──────── Selected excerpt ────────
Dakryn's Batshit Theory of the Week

As we have debated before, there is a big difference between a mere disparity in wealth, and someone who is unable to maintain existence in their current situation. Whether or not they are pissed off about the situation is really irrelevant.

This is one place where we disagree; I think it's entirely relevant because whether or not people are pissed off indicates relative tolerance of the politico-economic system in which they're constituted. You continually posit a form of "capitalist ethics"; but this matters very little next to the nearly infinite variety of individuals whose ethical framework reinforces the belief that they're being exploited, or ignored.

That Marxist article is pretty typical. I agree with plenty of his criticisms, but he loses me when he starts talking about the teleological sublimating moment when the proletariat supersedes the bourgeoisie. Historical relations aren't dialectical.
 
This is one place where we disagree; I think it's entirely relevant because whether or not people are pissed off indicates relative tolerance of the politico-economic system in which they're constituted. You continually posit a form of "capitalist ethics"; but this matters very little next to the nearly infinite variety of individuals whose ethical framework reinforces the belief that they're being exploited, or ignored.

That Marxist article is pretty typical. I agree with plenty of his criticisms, but he loses me when he starts talking about the teleological sublimating moment when the proletariat supersedes the bourgeoisie. Historical relations aren't dialectical.

Ironically, I think most of us are being exploited and/or ignored. This reality has nothing to do with market processes though. The market is the one place where I have a high element of control.
 
I agree, but you have a specific understanding of exploitation that might differ from someone else's. Many people feel themselves exploited by the market; or, at the very least, by politico-economic forces (that aren't entirely market-driven) over which they have no control.
──────── Given material ────────
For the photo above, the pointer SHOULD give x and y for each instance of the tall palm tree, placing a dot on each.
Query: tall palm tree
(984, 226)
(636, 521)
────────
Task goal ▸ Copy the exchange on wealth and exploitation from "Ironically, I think" to "element of control.", swapping "control" for "influence".

Reply ▸
Ironically, I think most of us are being exploited and/or ignored. This reality has nothing to do with market processes though. The market is the one place where I have a high element of influence.